I rumori dal basso prima avevano potuto essere usati per solidificare una struttura che assomiglia ogni giorno di più alla foto della solitaria bara di Fidel Velazquez. Però ora non più. Nè la ribellione dei maestri, nè gli scontri con la guerriglia in Guerrero, nè la sfacciata e impune militarizzazione in tutto il paese, nè il disprezzo che hanno ricevuto dal sistema politico nel suo insieme milioni di indigeni che, nella "festa elettorale", ripetono la loro condizione di subcittadini grazie all'inadempimento governativo degli accordi di San Andres: nulla di tutto ciò è servito a convincerci che Nazione e PRI sono equivalenti storici. Ora il sistema politico, per mezzo di un ministro degli interni, mascherato da specialista in vulcani, punta le sue speranze sul fatto che il Popocatepetl definisca il suo appoggio al regime ed eviti che votino quelli che lo farebbero contro il PRI nella Valle del Messico, seppellendoli sotto ceneri e piani di contingenza per far fronte ai disastri naturali.

Ora che è conclusa la campagna elettorale, ora che cielo e suolo parlano fra le montagne, noi zapatisti diciamo la nostra parola e ribadiamo...

II.- La proposta politica dello zapatismo

Nelle congiunture elettorali o anche al di fuori, la nostra posizione politica è ed è stata chiara. Non è di partito però nemmeno antipartito, non è elettorale però nemmeno antielettorale. E' contro il sistema di partito di Stato, è contro il presidenzialismo, è per la democrazia, la libertà, la giustizia, è di sinistra, è includente, è antineoliberale.

Non son poche le critiche che abbiamo ricevuto per questa posizione di cercare di costruire una "altra" politica, nemmeno sono stati pochi i tentativi di mediare o di "normalizzare" politicamente manifestazioni cittadine fuori dai partiti. Il caso di Alleanza Civica, che volevano obbligare a rinunciare al suo diritto di osservazione elettorale in cambio della sua "registrazione" come associazione politica, è l'esempio lampante del monopolio della politica. I partiti politici (e alcuni intellettuali, oggi alla presidenza dell'IFE) guardano a qualsiasi proposta non di partito come se fosse antipartito.

Però una "nuova" politica non cerca di occupare lo spazio della politica di partito, nasce dalla sua crisi e tende ad occupare lo spazio che non è coperto dal chefare di partito. La "nuova" politica cerca di organizzarsi per "capovolgere" la logica della politica di partito, cerca di costruire una nuova relazione fra la Nazione e le sue parti: cittadini che hanno diritto ad esserlo al completo, differenziati e specifici, uniti da una storia e da ciò che diviene questa storia. Questa nuova relazione coinvolge tanto il governo come i partiti politici, come i mezzi di comunicazione, le chiese, l'esercito, l'iniziativa privata, le polizie, il Potere Giudiziario, il Parlamento.

Record di annotazione a punti:
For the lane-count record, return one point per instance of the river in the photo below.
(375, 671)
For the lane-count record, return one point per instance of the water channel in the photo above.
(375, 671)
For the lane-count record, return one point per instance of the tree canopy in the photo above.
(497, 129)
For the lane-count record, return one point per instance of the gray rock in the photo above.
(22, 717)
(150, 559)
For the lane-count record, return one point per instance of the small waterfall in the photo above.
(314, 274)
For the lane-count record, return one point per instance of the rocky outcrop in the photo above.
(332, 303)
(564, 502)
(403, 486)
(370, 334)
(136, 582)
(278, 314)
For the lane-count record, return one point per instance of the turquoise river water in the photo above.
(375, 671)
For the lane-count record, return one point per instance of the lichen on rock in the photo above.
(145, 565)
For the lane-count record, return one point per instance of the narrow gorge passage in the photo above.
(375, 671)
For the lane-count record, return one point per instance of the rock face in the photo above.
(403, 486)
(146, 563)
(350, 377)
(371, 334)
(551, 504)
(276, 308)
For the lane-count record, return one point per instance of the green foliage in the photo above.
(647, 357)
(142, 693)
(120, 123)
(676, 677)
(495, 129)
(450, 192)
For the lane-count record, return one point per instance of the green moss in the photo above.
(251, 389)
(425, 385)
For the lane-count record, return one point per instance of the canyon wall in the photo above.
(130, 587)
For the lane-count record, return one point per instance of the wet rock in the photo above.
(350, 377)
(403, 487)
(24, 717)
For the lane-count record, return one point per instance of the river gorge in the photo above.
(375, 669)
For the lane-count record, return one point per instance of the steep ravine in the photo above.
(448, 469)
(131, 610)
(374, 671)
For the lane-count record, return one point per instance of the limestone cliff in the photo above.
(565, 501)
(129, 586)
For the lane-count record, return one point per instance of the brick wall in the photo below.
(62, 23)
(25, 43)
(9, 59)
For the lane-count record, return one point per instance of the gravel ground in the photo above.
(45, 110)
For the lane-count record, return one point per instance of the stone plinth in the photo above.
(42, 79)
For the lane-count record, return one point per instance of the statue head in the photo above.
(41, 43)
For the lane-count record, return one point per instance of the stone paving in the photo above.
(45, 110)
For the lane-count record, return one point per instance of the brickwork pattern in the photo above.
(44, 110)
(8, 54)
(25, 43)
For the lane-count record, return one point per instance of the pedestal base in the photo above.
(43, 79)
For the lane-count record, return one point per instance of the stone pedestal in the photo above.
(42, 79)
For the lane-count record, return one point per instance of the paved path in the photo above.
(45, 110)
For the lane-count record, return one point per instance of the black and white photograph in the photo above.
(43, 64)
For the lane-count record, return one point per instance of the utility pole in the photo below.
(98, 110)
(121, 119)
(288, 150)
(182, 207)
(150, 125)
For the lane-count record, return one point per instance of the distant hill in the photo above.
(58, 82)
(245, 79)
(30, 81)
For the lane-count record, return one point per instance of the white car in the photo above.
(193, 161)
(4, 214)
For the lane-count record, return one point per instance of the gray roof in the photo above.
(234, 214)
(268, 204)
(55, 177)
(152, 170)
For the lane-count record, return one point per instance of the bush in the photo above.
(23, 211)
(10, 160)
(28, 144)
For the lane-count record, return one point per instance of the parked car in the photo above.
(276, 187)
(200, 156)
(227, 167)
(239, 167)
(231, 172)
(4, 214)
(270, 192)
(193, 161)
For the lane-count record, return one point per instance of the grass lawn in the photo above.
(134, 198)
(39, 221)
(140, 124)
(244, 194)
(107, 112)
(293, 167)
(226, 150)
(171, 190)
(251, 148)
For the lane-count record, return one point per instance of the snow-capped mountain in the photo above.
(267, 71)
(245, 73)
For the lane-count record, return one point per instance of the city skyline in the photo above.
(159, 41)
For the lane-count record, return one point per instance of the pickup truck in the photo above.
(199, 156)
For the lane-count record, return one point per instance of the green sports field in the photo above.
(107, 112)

Consegne dell'esercizio —
a. Quale associazione indica il brano come esempio lampante del monopolio della politica?
b. Stabilisci se ciascuna affermazione concorda con il brano: (i) la posizione politica zapatista è definita antielettorale; (ii) la "nuova" politica nasce dalla crisi della politica di partito; (iii) il ministro degli interni è mascherato da specialista in vulcani.
c. Riporta dal brano il passo che comincia con le parole "Ora che è conclusa" e si ferma dopo "includente, è antineoliberale.".

Soluzioni delle consegne —
a. Alleanza Civica.

b.
(i) No: "non è elettorale però nemmeno antielettorale".
(ii) Sì: "nasce dalla sua crisi e tende ad occupare lo spazio che non è coperto dal chefare di partito".
(iii) Sì: "per mezzo di un ministro degli interni, mascherato da specialista in vulcani".

c.
Ora che è conclusa la campagna elettorale, ora che cielo e suolo parlano fra le montagne, noi zapatisti diciamo la nostra parola e ribadiamo...

II.- La proposta politica dello zapatismo

Nelle congiunture elettorali o anche al di fuori, la nostra posizione politica è ed è stata chiara. Non è di partito però nemmeno antipartito, non è elettorale però nemmeno antielettorale. E' contro il sistema di partito di Stato, è contro il presidenzialismo, è per la democrazia, la libertà, la giustizia, è di sinistra, è includente, è antineoliberale.